Please set down the listing exactly, from the first line to the last.
== Segment start ==
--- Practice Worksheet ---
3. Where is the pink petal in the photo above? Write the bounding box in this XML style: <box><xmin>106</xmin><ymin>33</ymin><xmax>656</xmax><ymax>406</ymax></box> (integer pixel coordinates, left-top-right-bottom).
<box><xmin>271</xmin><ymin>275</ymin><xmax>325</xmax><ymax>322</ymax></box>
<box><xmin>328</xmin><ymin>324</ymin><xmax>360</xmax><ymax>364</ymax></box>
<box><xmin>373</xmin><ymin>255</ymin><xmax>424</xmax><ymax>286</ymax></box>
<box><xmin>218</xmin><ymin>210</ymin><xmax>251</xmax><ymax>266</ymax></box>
== Segment end ==
» RESPONSE
--- Practice Worksheet ---
3. Where is the pink petal in the photo above? Write the bounding box in this XML style: <box><xmin>106</xmin><ymin>33</ymin><xmax>656</xmax><ymax>406</ymax></box> (integer pixel coordinates, left-top-right-bottom).
<box><xmin>271</xmin><ymin>275</ymin><xmax>325</xmax><ymax>322</ymax></box>
<box><xmin>328</xmin><ymin>324</ymin><xmax>360</xmax><ymax>364</ymax></box>
<box><xmin>373</xmin><ymin>255</ymin><xmax>424</xmax><ymax>286</ymax></box>
<box><xmin>218</xmin><ymin>210</ymin><xmax>251</xmax><ymax>266</ymax></box>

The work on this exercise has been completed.